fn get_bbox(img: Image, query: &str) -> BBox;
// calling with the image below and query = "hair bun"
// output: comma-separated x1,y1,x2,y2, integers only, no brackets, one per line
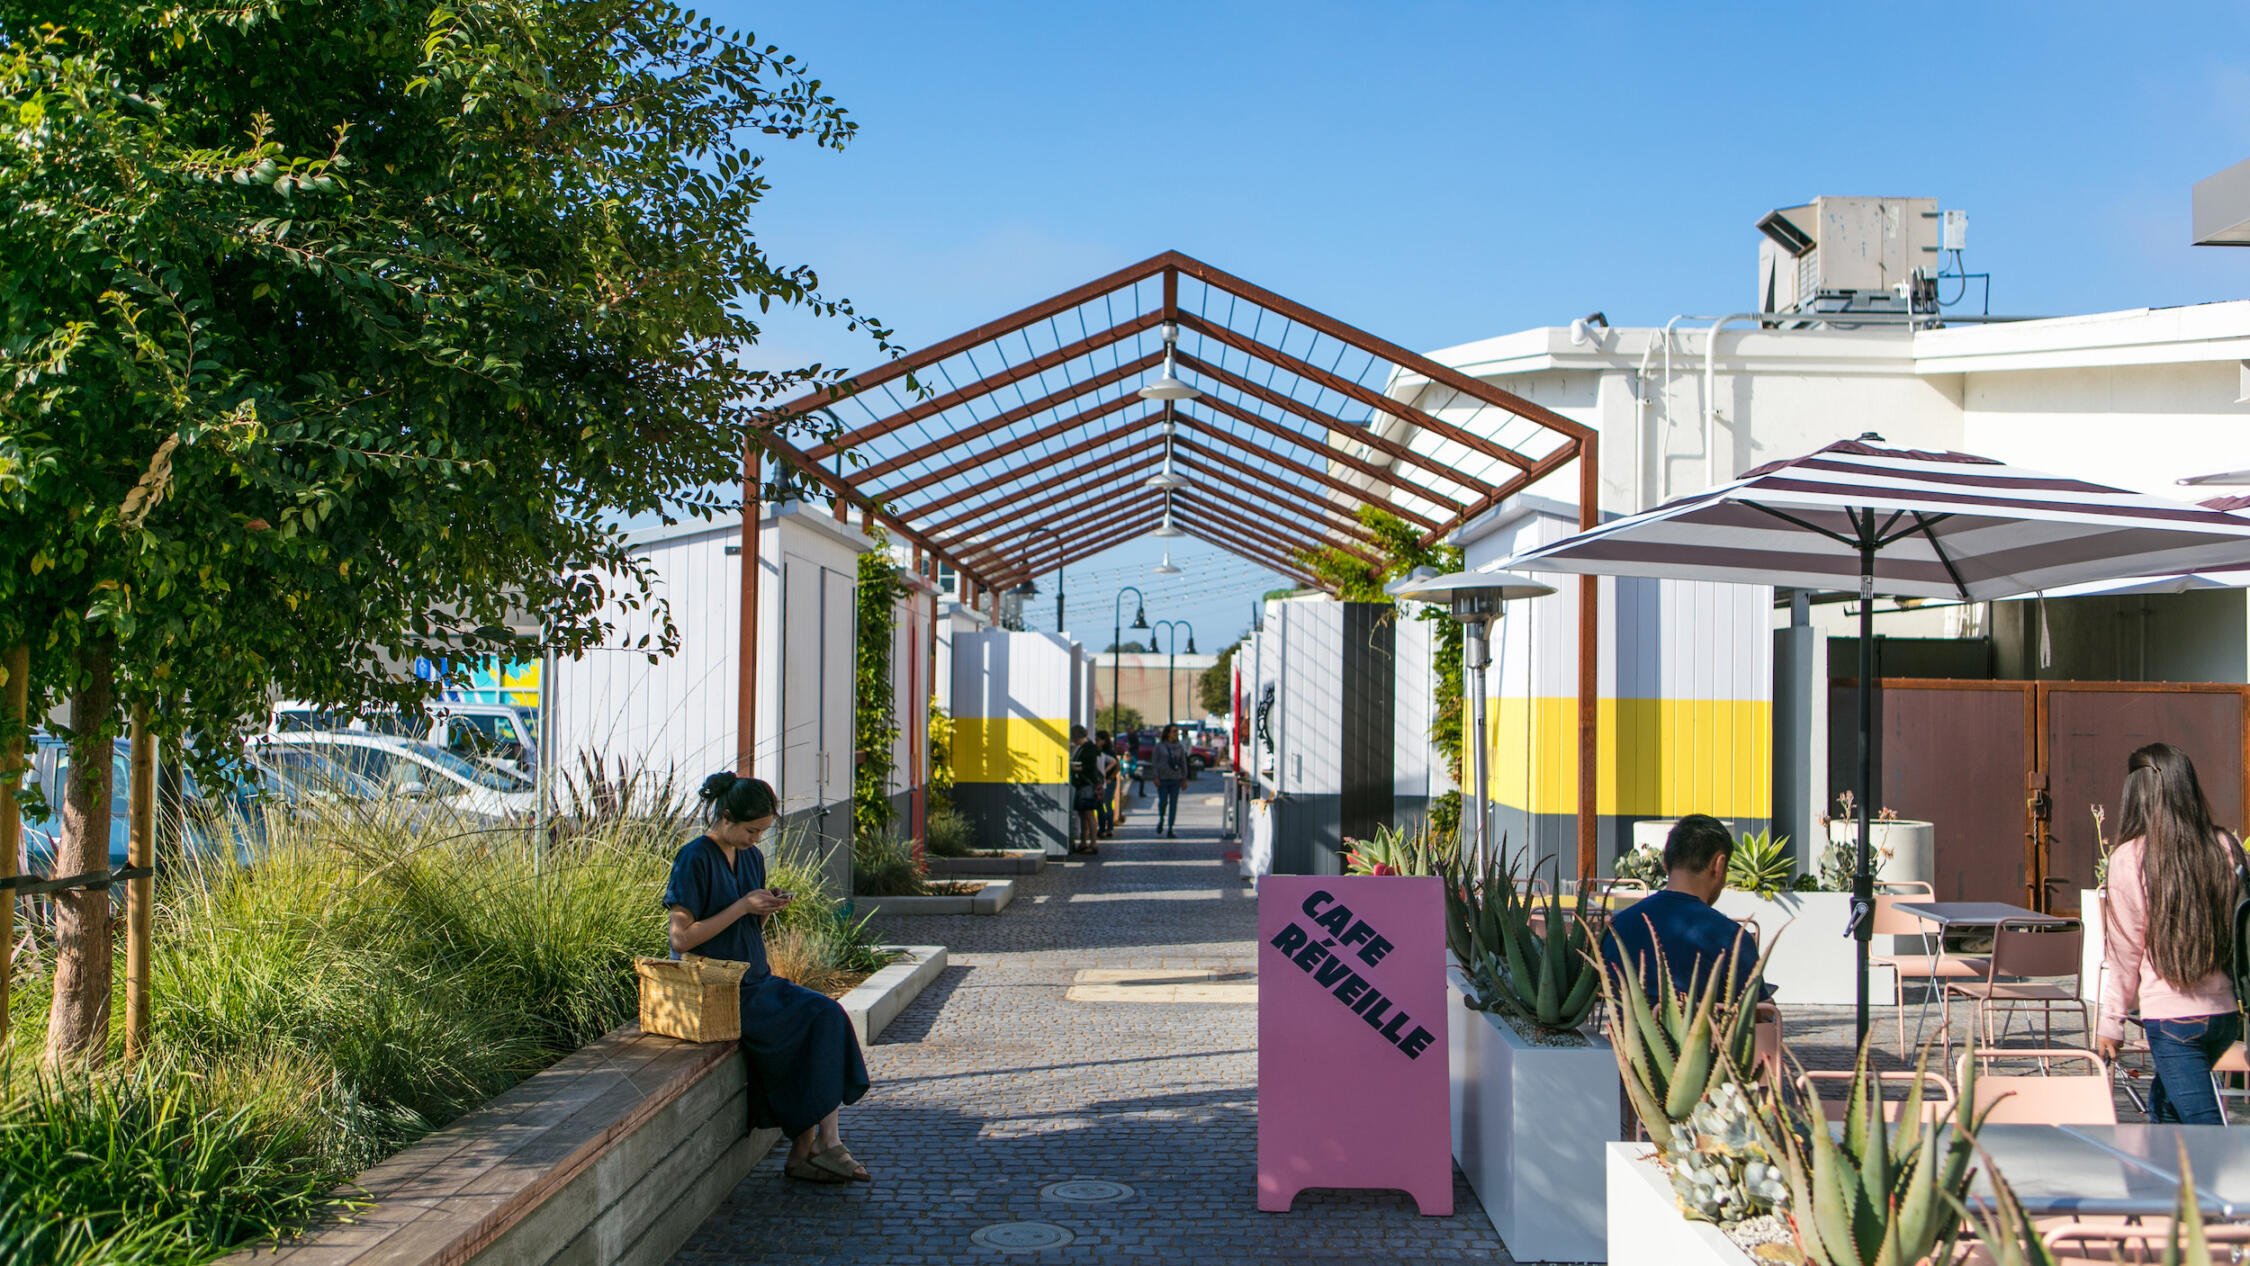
698,771,740,804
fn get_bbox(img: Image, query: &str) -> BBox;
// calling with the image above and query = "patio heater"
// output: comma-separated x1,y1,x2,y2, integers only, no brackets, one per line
1387,568,1557,862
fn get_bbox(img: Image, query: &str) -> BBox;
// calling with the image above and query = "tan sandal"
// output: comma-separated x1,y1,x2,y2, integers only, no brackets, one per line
808,1144,871,1182
785,1154,853,1183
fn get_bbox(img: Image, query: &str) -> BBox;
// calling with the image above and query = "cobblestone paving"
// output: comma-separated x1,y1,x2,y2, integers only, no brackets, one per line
674,787,1517,1265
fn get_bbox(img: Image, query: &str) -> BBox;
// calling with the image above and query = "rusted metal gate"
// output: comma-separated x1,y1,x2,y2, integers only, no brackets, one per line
1831,679,2250,911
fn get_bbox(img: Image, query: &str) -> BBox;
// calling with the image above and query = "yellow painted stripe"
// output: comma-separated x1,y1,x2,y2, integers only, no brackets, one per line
1476,696,1771,818
953,716,1070,785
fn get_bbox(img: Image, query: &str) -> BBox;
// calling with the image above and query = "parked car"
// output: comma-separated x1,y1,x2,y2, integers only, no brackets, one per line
253,732,535,821
16,735,367,871
271,699,538,779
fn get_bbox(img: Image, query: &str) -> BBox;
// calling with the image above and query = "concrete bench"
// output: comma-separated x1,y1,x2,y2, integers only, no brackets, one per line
225,1027,778,1266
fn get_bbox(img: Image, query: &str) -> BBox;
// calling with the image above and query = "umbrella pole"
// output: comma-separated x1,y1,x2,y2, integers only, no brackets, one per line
1854,531,1876,1048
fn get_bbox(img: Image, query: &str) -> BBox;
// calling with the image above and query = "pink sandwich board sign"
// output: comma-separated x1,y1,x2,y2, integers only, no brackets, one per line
1256,874,1451,1215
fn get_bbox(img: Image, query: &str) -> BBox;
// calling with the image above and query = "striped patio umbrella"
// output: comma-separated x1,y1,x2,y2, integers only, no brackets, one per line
1501,433,2250,1042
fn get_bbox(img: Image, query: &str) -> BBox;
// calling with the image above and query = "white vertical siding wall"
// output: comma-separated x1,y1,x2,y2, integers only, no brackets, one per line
1270,596,1345,798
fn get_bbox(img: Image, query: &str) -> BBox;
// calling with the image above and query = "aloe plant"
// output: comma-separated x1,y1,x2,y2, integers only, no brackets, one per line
1437,835,1512,967
1462,873,1602,1031
1596,937,1766,1153
1766,1044,1987,1266
1726,828,1794,898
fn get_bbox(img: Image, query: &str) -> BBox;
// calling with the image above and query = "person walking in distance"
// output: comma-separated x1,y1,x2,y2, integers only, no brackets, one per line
2095,742,2245,1125
1095,729,1120,839
1067,725,1101,856
1152,724,1189,838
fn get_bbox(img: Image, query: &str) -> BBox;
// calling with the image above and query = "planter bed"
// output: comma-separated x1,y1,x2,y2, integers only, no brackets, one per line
1713,889,1903,1006
1447,964,1619,1263
839,945,948,1044
926,848,1047,877
852,879,1015,917
223,1027,782,1266
1607,1142,1754,1266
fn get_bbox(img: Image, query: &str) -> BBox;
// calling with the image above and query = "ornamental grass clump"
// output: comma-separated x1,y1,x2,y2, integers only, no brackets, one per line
0,794,886,1265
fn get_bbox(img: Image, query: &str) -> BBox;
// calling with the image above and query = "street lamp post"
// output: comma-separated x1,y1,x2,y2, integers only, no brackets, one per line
1387,569,1556,862
1111,587,1148,733
1151,619,1197,728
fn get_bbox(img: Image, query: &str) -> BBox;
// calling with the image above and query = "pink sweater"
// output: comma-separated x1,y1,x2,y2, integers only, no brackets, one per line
2096,836,2238,1041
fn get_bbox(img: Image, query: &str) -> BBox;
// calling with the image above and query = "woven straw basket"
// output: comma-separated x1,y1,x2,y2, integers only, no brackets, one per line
634,954,751,1042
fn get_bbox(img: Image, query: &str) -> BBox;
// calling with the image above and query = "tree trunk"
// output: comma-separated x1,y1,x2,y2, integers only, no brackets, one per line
46,641,115,1067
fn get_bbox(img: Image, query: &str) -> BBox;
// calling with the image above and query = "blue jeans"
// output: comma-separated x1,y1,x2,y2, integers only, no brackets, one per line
2143,1011,2241,1125
1155,781,1181,830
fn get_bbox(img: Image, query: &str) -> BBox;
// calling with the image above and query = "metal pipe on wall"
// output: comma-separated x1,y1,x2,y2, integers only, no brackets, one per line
738,446,763,776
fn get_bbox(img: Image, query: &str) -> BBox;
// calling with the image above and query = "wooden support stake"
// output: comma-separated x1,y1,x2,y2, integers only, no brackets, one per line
739,447,763,776
0,644,24,1053
124,702,154,1059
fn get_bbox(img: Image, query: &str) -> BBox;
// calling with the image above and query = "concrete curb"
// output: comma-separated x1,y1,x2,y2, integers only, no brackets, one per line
838,945,948,1045
853,879,1016,918
927,849,1047,876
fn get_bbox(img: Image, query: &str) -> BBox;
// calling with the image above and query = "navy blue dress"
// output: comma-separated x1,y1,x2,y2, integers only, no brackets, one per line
662,836,870,1135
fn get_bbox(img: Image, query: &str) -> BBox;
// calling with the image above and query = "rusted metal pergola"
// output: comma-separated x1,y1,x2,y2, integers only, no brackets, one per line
746,250,1605,870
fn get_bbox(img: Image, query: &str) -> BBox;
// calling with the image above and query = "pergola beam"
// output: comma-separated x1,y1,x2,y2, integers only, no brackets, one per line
1177,355,1483,509
928,443,1163,540
1171,489,1365,568
1172,428,1443,533
991,512,1166,588
1171,511,1323,587
807,309,1166,459
854,356,1157,485
1167,451,1380,545
748,435,1001,592
957,495,1162,573
1177,315,1535,475
903,423,1157,523
873,395,1155,502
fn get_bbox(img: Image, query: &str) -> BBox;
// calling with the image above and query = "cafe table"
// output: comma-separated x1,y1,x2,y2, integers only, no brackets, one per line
1889,902,2074,1054
1967,1124,2248,1218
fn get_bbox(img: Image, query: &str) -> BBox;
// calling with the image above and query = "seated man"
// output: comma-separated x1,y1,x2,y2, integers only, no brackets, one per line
1601,814,1770,1008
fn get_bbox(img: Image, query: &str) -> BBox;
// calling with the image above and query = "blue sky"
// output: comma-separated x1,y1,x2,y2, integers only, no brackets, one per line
720,1,2250,647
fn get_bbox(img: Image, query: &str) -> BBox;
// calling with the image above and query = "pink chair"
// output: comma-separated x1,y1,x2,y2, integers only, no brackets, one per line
1945,918,2089,1051
1801,1069,1956,1123
2036,1220,2250,1263
1962,1048,2116,1126
1869,882,1990,1059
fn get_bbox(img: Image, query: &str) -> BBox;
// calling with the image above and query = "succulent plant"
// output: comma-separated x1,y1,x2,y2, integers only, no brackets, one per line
1437,834,1513,966
1461,875,1603,1031
1596,934,1766,1153
1726,828,1795,898
1765,1044,1988,1266
1668,1077,1790,1226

INSTRUCTIONS TO FOLLOW: Could you please find every line of the listing above holding the string "umbrella" and copy it?

RESPONSE BOX:
// calling with the image above and query = "umbrella pole"
// calling with the image above and query = "striped patio umbrella"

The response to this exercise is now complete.